__TASK__.
Each entry in the listing below should be restated word for word.

□ □ □ □ □ □ □

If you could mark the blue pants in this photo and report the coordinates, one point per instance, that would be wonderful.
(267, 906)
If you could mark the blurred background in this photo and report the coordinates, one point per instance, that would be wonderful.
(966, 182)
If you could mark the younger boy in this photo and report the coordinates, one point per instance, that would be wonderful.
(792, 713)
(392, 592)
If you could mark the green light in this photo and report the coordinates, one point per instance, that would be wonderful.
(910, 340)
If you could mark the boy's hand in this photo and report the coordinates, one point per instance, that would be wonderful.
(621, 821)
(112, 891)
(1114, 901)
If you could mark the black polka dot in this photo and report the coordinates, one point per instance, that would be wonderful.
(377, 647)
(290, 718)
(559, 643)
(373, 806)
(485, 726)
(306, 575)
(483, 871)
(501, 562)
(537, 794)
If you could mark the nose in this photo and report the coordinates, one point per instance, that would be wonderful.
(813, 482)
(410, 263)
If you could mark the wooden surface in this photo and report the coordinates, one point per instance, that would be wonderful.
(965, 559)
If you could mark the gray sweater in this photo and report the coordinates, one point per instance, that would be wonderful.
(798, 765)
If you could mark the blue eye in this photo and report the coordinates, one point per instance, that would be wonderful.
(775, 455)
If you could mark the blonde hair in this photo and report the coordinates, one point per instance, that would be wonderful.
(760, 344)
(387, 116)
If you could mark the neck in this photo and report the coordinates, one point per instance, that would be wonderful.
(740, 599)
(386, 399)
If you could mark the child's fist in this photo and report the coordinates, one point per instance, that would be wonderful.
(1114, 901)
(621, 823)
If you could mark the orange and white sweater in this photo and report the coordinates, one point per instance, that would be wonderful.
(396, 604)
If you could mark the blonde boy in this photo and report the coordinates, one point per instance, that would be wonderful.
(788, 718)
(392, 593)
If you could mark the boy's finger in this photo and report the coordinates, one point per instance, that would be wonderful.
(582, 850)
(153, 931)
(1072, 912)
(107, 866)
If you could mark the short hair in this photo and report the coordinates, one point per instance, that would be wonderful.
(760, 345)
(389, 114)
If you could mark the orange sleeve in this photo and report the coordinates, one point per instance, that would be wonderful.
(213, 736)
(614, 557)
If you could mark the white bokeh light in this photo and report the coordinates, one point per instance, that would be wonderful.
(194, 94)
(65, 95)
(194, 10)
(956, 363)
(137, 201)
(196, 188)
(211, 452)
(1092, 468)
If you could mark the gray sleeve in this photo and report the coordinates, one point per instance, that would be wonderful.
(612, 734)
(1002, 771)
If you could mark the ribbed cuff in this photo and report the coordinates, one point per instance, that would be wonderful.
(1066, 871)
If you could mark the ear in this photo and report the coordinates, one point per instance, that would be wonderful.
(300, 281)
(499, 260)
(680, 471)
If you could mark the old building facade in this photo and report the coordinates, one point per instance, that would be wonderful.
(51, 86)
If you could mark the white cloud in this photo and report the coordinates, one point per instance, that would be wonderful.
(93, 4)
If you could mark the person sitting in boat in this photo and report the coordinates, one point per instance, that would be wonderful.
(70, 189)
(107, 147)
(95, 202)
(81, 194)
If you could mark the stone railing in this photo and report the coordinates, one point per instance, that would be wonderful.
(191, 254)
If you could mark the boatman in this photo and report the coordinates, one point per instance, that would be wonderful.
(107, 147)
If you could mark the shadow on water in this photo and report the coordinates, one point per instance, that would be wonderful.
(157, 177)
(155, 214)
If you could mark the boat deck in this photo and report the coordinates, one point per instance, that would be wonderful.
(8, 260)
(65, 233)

□ □ □ □ □ □ □

__OUTPUT OF THE EXERCISE__.
If you could mark the blue pants in this photo and report the coordinates, one point per instance, that would be wonderful.
(267, 906)
If you could mark the blurred background in this photo and report the coordinates, one point per instance, that would be wonderful.
(966, 182)
If you could mark the younger boy in this photo and report the coordinates, one point per instance, that would be wonderful.
(792, 713)
(392, 592)
If you could mark the green light in this photo and report the coordinates, one point per instance, that would be wonderful.
(910, 340)
If you could mark the boy's hand in this photo and report the coordinates, one point per instance, that would be wonderful.
(621, 821)
(112, 891)
(1114, 901)
If you could mark the black polka dot in this photo and report the coordinates, one point per instance, that would be wonderful.
(377, 647)
(290, 718)
(559, 643)
(373, 806)
(485, 726)
(306, 575)
(483, 871)
(501, 562)
(537, 794)
If you could mark the nose in this photo and report the coordinates, one point per instance, that would be wonderful.
(813, 482)
(410, 263)
If you could mark the wooden surface in this photo and report the coordinates, one point per instance, that would be wonderful.
(965, 559)
If you could mark the gray sweater in this photo and report the coordinates, one point per instance, that would be wonderful.
(798, 765)
If you could mark the blue eye in this photo and report the coordinates, one point per instance, that would be wonderful.
(775, 455)
If you could mark the blonde hair in this photo and report the coordinates, one point per instance, that would be wonderful.
(760, 344)
(387, 116)
If you could mark the neck in this photo and report the coordinates, one point per instance, that would be wonderful.
(740, 599)
(386, 399)
If you could mark the child's fist in this photo and report the coordinates, one point per instance, that would be wonderful.
(1114, 901)
(621, 823)
If you could mark the orange and white sweater in this photo and report the coordinates, one point per instance, that would be wonderful.
(396, 604)
If you could mark the blonde boy in this photo and report the coordinates, one point per instance, that would be wonderful.
(788, 718)
(392, 593)
If you could mark the boy's finger in this photo and report the coordinates, one point per instance, that would be wonderful.
(582, 850)
(153, 931)
(1072, 912)
(107, 866)
If you could mark the short hair in this photo and report the coordinates, one point per instance, that would be wonderful.
(760, 345)
(389, 114)
If you could mark the orange sleeve in this photo and report the coordinates, one point per instance, that would be wonderful.
(213, 736)
(614, 557)
If you could mark the white bokeh light in this photo and report the coordinates, one point per instance, that would be wonderful.
(194, 94)
(65, 95)
(194, 10)
(956, 363)
(137, 201)
(196, 188)
(211, 452)
(1092, 468)
If you could mark the gray sleeve in this photo and report the coordinates, one point per instance, that would be wonderful.
(612, 734)
(1002, 771)
If you could mark the ribbed cuff in this photo and report the coordinates, one point per instance, that would be wonderful.
(1066, 871)
If you could mark the ear in this photo and report the coordinates, one point per instance, that would be wonderful.
(300, 281)
(499, 260)
(680, 471)
If you could mark the old building facade in this photo and report the coordinates, one point per instance, that would be wonderful.
(51, 86)
If you could mark the white cloud in this photo and report the coordinates, one point per instance, that would be wonderful.
(93, 4)
If you could mark the person sitting in boat in this photo and report the coordinates, one point per instance, that would be wonderful.
(70, 189)
(107, 147)
(95, 202)
(81, 194)
If you could mark the stone railing in this photo and report the coordinates, one point per instance, that would be wonderful.
(191, 254)
If you could mark the boatman in this photo and report the coordinates, one point per instance, that would be wonderful.
(107, 147)
If you could mark the shadow on water in this photo and report the coordinates, one point per instance, that would be wonderful.
(157, 177)
(155, 214)
If you could mark the boat deck in this photo and report the coordinates, one point per instance, that would be wonderful.
(8, 260)
(65, 233)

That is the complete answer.